● **DESCRIPTION OF THE TASK**:
Copy all of the records below word for word, line by line, without changing anything.

● **ENTRIES PROVIDED**:
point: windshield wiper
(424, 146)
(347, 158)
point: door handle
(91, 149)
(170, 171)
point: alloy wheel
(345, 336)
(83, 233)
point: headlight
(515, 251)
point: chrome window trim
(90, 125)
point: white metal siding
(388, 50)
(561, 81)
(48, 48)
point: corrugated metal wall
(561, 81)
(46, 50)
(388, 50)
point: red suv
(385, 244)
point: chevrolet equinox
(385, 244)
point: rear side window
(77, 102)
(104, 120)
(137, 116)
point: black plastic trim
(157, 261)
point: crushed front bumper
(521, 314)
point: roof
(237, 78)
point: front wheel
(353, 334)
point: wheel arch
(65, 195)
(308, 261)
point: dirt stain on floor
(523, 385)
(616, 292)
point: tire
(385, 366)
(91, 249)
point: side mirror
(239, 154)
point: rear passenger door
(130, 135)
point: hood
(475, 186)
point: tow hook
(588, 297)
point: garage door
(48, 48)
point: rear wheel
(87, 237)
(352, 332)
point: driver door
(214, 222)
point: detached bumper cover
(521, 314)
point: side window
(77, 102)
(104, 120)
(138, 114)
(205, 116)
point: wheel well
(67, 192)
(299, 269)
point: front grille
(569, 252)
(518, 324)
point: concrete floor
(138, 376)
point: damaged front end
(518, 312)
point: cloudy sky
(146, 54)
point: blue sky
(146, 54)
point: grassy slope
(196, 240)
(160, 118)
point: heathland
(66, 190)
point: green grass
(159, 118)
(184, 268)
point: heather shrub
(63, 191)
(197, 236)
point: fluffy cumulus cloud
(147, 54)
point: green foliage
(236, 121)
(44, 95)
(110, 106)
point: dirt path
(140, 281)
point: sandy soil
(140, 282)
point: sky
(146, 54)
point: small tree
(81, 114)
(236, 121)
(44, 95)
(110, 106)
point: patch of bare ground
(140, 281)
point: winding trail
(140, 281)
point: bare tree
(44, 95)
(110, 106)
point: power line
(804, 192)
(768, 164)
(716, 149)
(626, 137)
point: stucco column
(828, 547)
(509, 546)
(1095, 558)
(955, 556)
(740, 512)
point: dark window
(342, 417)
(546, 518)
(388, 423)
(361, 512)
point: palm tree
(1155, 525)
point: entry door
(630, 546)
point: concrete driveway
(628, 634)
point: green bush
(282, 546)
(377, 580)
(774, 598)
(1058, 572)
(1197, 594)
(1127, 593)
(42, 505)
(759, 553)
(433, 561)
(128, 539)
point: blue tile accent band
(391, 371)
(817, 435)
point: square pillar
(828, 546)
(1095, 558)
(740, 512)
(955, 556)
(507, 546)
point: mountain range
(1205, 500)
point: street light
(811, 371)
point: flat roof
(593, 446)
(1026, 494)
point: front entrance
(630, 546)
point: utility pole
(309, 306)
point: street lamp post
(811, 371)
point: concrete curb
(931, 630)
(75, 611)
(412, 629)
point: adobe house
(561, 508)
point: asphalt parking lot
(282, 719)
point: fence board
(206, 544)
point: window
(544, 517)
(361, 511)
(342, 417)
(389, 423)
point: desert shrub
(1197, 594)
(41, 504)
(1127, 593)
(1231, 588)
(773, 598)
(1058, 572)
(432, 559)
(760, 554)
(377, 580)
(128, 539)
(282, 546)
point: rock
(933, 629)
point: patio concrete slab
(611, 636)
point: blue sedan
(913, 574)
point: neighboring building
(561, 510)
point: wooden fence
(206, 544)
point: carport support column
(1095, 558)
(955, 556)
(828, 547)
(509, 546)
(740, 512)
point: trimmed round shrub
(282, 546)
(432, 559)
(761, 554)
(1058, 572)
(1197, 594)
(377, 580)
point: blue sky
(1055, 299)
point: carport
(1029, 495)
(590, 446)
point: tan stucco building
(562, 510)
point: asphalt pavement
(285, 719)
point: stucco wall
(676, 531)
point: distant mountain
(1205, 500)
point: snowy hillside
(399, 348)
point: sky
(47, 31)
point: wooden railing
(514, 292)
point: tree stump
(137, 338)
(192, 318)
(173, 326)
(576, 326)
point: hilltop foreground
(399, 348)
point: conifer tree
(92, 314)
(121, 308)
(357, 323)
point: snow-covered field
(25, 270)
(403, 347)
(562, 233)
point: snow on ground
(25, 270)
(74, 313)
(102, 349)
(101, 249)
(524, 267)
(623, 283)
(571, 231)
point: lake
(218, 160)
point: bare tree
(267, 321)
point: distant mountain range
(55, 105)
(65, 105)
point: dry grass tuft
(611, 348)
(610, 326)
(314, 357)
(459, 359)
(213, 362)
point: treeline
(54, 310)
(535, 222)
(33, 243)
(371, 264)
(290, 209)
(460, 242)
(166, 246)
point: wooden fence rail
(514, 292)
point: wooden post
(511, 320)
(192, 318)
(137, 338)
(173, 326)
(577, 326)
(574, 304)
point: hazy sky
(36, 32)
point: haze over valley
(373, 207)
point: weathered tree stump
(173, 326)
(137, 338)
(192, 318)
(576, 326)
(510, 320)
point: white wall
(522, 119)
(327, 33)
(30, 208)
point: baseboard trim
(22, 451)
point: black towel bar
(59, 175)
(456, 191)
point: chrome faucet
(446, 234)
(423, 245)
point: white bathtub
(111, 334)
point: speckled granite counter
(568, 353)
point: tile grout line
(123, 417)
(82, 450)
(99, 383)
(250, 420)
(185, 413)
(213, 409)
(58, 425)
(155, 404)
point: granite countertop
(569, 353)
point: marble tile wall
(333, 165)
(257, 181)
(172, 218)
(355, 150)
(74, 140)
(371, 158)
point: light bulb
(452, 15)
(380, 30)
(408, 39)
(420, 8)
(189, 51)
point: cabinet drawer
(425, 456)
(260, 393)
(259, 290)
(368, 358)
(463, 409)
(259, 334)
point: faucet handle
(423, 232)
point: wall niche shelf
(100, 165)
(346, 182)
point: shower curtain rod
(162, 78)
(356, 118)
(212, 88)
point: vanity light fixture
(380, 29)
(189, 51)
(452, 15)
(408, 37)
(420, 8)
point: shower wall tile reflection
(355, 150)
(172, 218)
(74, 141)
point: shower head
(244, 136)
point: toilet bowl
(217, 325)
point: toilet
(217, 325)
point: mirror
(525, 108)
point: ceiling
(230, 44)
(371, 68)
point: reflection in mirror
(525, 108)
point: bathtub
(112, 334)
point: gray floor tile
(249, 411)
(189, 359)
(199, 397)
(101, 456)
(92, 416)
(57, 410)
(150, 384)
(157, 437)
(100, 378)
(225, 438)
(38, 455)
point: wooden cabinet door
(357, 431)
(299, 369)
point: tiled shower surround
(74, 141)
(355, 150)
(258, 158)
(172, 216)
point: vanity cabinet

● **COMPLETE OUTPUT**:
point: windshield wiper
(424, 146)
(347, 158)
point: door handle
(91, 149)
(170, 171)
point: alloy wheel
(345, 336)
(83, 233)
point: headlight
(515, 251)
point: chrome window trim
(90, 125)
point: white metal siding
(388, 50)
(561, 81)
(48, 48)
point: corrugated metal wall
(561, 81)
(46, 50)
(388, 50)
point: red suv
(385, 244)
point: chevrolet equinox
(385, 244)
point: rear side window
(77, 102)
(104, 120)
(137, 116)
point: black plastic trim
(157, 261)
point: crushed front bumper
(521, 314)
point: roof
(237, 78)
point: front wheel
(353, 334)
point: wheel arch
(65, 195)
(308, 261)
point: dirt stain on floor
(523, 385)
(616, 292)
point: tire
(385, 366)
(91, 249)
point: side mirror
(239, 154)
point: rear passenger door
(130, 135)
point: hood
(475, 186)
point: tow hook
(588, 297)
point: garage door
(48, 48)
point: rear wheel
(87, 237)
(352, 332)
point: driver door
(214, 222)
point: detached bumper cover
(521, 314)
point: side window
(77, 102)
(104, 120)
(138, 114)
(205, 116)
point: wheel well
(67, 192)
(299, 269)
point: front grille
(569, 252)
(518, 324)
point: concrete floor
(138, 376)
point: damaged front end
(518, 312)
point: cloudy sky
(146, 54)
point: blue sky
(146, 54)
point: grassy slope
(196, 240)
(160, 118)
point: heathland
(66, 190)
point: green grass
(159, 118)
(184, 268)
point: heather shrub
(63, 191)
(197, 236)
point: fluffy cumulus cloud
(147, 54)
point: green foliage
(236, 121)
(44, 95)
(110, 106)
point: dirt path
(140, 281)
point: sandy soil
(140, 282)
point: sky
(146, 54)
point: small tree
(81, 114)
(236, 121)
(44, 95)
(110, 106)
point: patch of bare ground
(140, 281)
point: winding trail
(140, 281)
point: bare tree
(44, 95)
(110, 106)
point: power line
(804, 192)
(768, 164)
(716, 149)
(626, 137)
point: stucco column
(828, 547)
(509, 546)
(1095, 558)
(955, 556)
(740, 512)
point: dark window
(342, 417)
(546, 518)
(388, 423)
(361, 512)
point: palm tree
(1155, 525)
point: entry door
(630, 546)
point: concrete driveway
(628, 634)
point: green bush
(282, 546)
(377, 580)
(774, 598)
(1058, 572)
(1197, 594)
(1127, 593)
(42, 505)
(759, 553)
(433, 561)
(128, 539)
point: blue tile accent band
(391, 371)
(817, 435)
point: square pillar
(828, 546)
(1095, 558)
(740, 512)
(955, 556)
(507, 546)
point: mountain range
(1205, 500)
point: street light
(811, 371)
point: flat roof
(593, 446)
(1026, 494)
point: front entrance
(630, 546)
point: utility pole
(309, 306)
point: street lamp post
(811, 371)
point: concrete curb
(931, 630)
(75, 611)
(412, 629)
point: adobe house
(561, 508)
point: asphalt parking lot
(282, 719)
point: fence board
(206, 544)
point: window
(544, 517)
(361, 511)
(342, 417)
(389, 423)
point: desert shrub
(1197, 594)
(41, 504)
(1127, 593)
(1231, 588)
(773, 598)
(1058, 572)
(432, 559)
(760, 554)
(377, 580)
(128, 539)
(282, 546)
point: rock
(933, 629)
point: patio concrete slab
(611, 636)
point: blue sedan
(913, 574)
point: neighboring building
(561, 510)
point: wooden fence
(206, 544)
point: carport support column
(1095, 558)
(955, 556)
(828, 547)
(509, 546)
(740, 512)
point: trimmed round shrub
(282, 546)
(432, 559)
(761, 554)
(1058, 572)
(1197, 594)
(377, 580)
point: blue sky
(1055, 299)
point: carport
(1029, 495)
(590, 446)
point: tan stucco building
(562, 510)
point: asphalt pavement
(285, 719)
point: stucco wall
(676, 531)
point: distant mountain
(1205, 500)
point: snowy hillside
(399, 348)
point: sky
(47, 31)
point: wooden railing
(514, 292)
point: tree stump
(137, 338)
(192, 318)
(173, 326)
(576, 326)
point: hilltop foreground
(399, 348)
point: conifer tree
(92, 314)
(121, 308)
(357, 323)
point: snow-covered field
(25, 270)
(403, 347)
(562, 233)
point: snow on ground
(25, 270)
(74, 313)
(102, 349)
(101, 249)
(524, 267)
(623, 283)
(571, 231)
point: lake
(218, 160)
point: bare tree
(267, 321)
point: distant mountain range
(55, 105)
(65, 105)
point: dry grass tuft
(611, 348)
(610, 326)
(314, 357)
(459, 359)
(213, 362)
point: treeline
(54, 310)
(535, 222)
(33, 243)
(371, 264)
(290, 209)
(460, 242)
(166, 246)
point: wooden fence rail
(514, 292)
point: wooden post
(511, 320)
(192, 318)
(137, 338)
(173, 326)
(577, 326)
(574, 304)
point: hazy sky
(36, 32)
point: haze over valley
(373, 207)
point: weathered tree stump
(173, 326)
(137, 338)
(192, 318)
(576, 326)
(510, 320)
point: white wall
(522, 119)
(327, 33)
(30, 208)
point: baseboard trim
(22, 451)
point: black towel bar
(59, 175)
(456, 191)
point: chrome faucet
(446, 234)
(423, 245)
point: white bathtub
(111, 334)
point: speckled granite counter
(568, 353)
point: tile grout line
(123, 417)
(82, 450)
(99, 383)
(250, 420)
(185, 413)
(213, 409)
(58, 425)
(155, 404)
point: granite countertop
(569, 353)
point: marble tile wall
(333, 165)
(257, 181)
(172, 218)
(355, 150)
(74, 140)
(371, 158)
point: light bulb
(452, 15)
(380, 30)
(408, 39)
(420, 8)
(189, 51)
point: cabinet drawer
(425, 456)
(260, 393)
(259, 290)
(368, 358)
(463, 409)
(259, 334)
point: faucet handle
(423, 232)
point: wall niche shelf
(100, 165)
(346, 182)
point: shower curtain rod
(162, 78)
(356, 118)
(212, 88)
point: vanity light fixture
(380, 29)
(189, 51)
(452, 15)
(408, 37)
(420, 8)
point: shower wall tile reflection
(355, 150)
(172, 218)
(74, 141)
point: shower head
(244, 136)
point: toilet bowl
(217, 325)
point: toilet
(217, 325)
point: mirror
(525, 108)
point: ceiling
(230, 44)
(371, 68)
point: reflection in mirror
(525, 108)
point: bathtub
(112, 334)
point: gray floor tile
(249, 411)
(189, 359)
(199, 397)
(101, 456)
(92, 416)
(57, 410)
(150, 384)
(157, 437)
(100, 378)
(225, 438)
(38, 455)
point: wooden cabinet door
(357, 431)
(299, 369)
point: tiled shower surround
(74, 141)
(355, 150)
(258, 158)
(172, 216)
point: vanity cabinet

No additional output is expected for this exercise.